## WHAT THE TASK REQUIRES
Where does "point" appear in the data? Return each line that holds it.
(Beginning of EXERCISE MATERIAL)
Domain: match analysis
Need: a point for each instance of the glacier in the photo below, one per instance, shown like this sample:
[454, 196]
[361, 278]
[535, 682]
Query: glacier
(End of EXERCISE MATERIAL)
(Beginning of EXERCISE MATERIAL)
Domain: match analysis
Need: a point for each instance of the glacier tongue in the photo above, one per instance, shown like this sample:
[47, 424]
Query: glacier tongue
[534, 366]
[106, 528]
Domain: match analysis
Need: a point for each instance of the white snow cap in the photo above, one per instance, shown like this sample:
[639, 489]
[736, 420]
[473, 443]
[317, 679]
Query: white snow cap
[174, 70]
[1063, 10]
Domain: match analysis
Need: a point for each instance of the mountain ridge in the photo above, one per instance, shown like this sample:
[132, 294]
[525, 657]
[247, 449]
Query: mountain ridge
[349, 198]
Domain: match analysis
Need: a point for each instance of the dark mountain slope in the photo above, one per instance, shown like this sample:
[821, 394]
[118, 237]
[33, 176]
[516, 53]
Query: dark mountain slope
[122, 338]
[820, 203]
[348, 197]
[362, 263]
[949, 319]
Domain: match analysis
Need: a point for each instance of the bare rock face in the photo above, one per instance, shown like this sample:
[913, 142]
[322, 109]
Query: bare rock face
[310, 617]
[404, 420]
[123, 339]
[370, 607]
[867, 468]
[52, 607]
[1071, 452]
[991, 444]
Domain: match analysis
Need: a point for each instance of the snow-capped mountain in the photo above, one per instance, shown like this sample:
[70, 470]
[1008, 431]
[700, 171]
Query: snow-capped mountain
(End of EXERCISE MATERIAL)
## SOLUTION TO THE PROBLEM
Need: a point for each instance of the glacier in the photo below, one per instance, shown like this sample:
Need: a point for each instance of the glacier tongue in the photo above, one per instance, shown like this sample:
Need: a point for each instance of the white snow cap in the photo above, one per instance, shown like this sample:
Need: a point for each instance of the mountain ridge in the photo above, one per instance, shown like this sample:
Need: a point for each instance of the dark mountain slope in the photo above, one per instance, shown like this sample:
Need: a point for each instance of the bare rock face in the photo above, one per instance, shown like this sample:
Need: a point for each instance of the snow-capped mountain in the photo above, one per instance, shown like this sample:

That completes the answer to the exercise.